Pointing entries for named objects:

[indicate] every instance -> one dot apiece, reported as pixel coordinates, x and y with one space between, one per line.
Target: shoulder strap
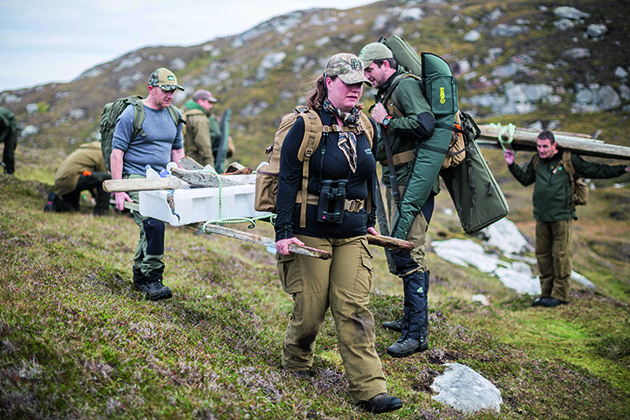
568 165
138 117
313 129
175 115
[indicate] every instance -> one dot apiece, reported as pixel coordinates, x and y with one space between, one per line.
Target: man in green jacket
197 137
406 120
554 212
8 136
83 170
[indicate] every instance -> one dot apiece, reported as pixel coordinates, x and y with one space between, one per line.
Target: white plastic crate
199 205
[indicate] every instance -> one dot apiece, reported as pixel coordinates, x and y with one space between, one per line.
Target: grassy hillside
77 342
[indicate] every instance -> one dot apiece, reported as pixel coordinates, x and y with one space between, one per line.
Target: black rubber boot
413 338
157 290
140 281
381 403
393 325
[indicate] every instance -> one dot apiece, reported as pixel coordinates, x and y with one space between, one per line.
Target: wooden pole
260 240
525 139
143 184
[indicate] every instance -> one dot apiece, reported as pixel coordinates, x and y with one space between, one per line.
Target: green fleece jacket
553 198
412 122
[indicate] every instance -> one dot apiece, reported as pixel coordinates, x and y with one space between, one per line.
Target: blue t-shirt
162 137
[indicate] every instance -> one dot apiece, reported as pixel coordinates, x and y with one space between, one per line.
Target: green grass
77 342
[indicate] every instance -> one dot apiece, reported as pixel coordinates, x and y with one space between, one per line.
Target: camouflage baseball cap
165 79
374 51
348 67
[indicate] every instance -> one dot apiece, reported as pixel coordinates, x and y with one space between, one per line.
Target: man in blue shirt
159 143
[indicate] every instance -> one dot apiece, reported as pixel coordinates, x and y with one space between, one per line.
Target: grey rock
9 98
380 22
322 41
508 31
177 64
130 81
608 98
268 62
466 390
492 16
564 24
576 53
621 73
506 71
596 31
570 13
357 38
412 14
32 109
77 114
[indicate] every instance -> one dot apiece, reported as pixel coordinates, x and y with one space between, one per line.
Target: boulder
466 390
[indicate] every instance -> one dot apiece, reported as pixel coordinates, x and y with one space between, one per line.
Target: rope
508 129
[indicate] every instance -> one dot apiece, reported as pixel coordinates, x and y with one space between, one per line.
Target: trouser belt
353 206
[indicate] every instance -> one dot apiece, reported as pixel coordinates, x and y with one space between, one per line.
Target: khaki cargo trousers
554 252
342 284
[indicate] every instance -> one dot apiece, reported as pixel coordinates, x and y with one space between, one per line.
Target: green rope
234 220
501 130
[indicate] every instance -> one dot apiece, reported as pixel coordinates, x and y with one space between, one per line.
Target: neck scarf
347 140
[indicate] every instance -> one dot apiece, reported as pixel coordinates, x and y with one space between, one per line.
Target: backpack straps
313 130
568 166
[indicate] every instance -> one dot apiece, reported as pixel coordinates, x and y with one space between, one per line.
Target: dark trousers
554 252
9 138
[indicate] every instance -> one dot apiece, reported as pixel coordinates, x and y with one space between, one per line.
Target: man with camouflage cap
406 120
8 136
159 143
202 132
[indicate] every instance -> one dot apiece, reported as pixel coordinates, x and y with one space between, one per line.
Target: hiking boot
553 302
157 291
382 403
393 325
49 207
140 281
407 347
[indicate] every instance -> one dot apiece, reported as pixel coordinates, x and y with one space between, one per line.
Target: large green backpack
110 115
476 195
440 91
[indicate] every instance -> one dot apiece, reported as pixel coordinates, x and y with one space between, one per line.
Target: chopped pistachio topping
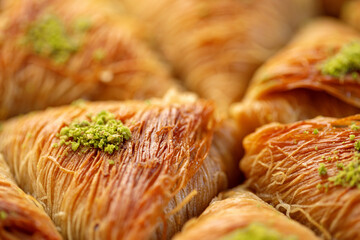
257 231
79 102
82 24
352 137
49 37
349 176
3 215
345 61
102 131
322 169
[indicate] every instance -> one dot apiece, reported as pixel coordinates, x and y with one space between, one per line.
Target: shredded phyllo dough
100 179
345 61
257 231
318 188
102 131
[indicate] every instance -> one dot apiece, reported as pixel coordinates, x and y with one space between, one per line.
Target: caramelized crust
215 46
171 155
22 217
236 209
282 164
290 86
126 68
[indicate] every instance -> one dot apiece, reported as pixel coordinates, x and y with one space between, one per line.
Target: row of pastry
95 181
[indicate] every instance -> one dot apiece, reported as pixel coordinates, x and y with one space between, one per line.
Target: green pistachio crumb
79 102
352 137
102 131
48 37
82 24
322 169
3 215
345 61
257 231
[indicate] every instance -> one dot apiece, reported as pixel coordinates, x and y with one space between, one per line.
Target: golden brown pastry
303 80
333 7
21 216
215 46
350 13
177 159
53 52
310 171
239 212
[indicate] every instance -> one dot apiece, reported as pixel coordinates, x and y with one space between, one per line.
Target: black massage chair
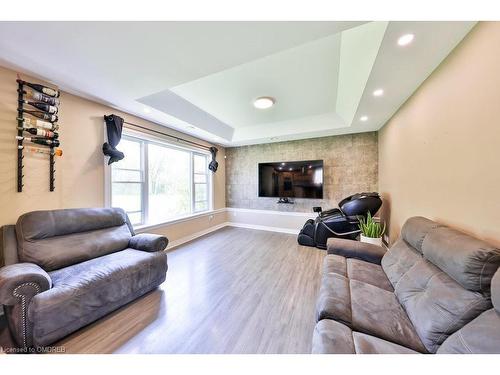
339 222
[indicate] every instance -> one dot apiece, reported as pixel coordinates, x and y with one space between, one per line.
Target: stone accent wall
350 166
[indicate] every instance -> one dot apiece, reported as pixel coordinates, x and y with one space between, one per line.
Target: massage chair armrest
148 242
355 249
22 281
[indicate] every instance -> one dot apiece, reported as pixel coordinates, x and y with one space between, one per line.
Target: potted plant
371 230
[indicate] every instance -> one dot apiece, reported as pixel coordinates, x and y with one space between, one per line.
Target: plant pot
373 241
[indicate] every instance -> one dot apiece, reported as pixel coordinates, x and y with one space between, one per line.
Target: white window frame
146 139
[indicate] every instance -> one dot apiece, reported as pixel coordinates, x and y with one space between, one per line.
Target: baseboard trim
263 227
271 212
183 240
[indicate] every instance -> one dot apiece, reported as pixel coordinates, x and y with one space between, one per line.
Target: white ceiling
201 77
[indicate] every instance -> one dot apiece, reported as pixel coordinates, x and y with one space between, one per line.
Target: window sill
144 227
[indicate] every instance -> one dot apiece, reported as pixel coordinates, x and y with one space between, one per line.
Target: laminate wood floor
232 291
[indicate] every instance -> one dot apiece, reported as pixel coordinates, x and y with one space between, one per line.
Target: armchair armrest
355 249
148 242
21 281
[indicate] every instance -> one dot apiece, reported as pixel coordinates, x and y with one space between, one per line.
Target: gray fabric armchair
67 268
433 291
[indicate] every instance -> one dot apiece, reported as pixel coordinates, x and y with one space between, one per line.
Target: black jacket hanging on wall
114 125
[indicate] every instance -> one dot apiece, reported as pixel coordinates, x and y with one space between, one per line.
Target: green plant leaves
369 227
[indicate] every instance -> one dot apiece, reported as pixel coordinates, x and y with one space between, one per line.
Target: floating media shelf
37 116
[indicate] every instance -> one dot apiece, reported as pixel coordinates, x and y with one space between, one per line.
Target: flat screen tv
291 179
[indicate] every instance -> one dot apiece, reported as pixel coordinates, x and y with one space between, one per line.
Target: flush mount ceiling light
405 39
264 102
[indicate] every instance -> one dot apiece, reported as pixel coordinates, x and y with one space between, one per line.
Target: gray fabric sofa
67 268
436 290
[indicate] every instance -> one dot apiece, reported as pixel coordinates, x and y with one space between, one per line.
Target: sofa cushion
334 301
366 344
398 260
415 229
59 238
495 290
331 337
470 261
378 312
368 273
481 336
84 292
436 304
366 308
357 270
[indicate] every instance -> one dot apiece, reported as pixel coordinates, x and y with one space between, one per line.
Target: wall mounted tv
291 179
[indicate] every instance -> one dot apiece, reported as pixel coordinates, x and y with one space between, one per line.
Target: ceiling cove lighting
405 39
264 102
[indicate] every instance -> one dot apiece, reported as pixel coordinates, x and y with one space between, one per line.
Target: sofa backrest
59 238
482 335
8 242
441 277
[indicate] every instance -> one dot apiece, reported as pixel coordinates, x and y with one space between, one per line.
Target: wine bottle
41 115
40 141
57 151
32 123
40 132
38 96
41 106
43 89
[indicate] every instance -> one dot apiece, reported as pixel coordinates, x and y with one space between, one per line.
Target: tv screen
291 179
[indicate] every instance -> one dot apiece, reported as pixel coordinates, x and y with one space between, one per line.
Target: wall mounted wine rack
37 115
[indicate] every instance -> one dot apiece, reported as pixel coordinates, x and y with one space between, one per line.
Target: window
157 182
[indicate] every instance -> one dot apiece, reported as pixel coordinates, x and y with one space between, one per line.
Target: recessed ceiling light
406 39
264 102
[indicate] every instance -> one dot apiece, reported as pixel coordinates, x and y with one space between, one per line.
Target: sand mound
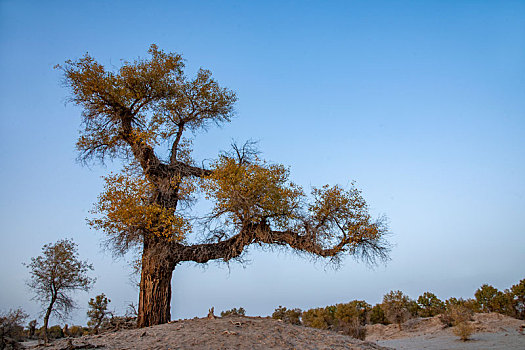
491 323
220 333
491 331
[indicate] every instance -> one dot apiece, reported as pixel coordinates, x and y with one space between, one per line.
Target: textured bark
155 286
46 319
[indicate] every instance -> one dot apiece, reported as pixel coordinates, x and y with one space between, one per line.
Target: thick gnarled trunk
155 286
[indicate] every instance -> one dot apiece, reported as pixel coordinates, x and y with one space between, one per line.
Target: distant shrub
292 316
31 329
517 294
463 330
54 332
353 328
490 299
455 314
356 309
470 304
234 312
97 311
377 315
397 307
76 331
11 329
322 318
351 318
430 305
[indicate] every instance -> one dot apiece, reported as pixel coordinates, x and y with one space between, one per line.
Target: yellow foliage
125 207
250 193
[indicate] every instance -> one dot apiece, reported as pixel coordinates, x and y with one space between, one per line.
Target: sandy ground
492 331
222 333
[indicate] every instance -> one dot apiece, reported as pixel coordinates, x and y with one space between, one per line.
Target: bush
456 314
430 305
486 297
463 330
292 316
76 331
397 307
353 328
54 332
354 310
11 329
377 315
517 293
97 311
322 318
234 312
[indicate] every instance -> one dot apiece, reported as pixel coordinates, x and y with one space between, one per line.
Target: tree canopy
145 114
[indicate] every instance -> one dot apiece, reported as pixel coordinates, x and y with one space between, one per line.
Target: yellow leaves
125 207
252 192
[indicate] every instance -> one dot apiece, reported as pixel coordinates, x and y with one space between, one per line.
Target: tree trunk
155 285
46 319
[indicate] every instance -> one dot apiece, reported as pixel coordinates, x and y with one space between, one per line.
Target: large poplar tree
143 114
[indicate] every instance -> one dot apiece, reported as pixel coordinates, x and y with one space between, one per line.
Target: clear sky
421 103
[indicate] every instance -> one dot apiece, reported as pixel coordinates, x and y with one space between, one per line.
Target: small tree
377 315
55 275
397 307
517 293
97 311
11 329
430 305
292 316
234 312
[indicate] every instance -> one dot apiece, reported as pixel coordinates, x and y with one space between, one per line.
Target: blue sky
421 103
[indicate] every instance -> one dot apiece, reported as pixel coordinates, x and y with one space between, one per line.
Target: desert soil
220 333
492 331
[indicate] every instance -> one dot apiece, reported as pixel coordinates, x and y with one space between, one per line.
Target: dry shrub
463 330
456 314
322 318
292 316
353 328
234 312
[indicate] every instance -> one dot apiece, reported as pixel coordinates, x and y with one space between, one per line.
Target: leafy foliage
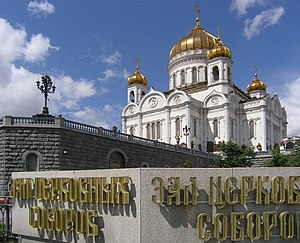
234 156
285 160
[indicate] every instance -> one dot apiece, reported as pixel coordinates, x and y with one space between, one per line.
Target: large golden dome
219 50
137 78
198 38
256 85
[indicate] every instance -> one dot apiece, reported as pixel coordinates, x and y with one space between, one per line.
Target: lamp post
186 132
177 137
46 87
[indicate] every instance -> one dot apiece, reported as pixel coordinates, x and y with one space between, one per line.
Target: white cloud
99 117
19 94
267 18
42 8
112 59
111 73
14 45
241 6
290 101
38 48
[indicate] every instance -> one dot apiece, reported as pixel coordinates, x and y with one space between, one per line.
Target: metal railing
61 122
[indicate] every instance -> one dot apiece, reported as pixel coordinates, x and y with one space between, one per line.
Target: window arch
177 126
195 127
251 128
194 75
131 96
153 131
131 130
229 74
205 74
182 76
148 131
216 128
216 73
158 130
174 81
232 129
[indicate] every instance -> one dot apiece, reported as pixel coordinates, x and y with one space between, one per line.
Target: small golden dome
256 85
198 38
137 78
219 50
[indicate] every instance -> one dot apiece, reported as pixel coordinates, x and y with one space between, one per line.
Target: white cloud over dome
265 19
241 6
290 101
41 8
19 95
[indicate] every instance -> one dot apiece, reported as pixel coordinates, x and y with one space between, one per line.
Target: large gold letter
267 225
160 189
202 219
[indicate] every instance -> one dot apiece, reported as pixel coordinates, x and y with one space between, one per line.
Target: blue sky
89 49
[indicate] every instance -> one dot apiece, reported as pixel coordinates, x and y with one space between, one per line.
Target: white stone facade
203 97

Problem to work on:
Pick out every line of the material above that contains the word "fabric", and copy each one.

Written answer:
Target: gray fabric armchair
Target: gray fabric sofa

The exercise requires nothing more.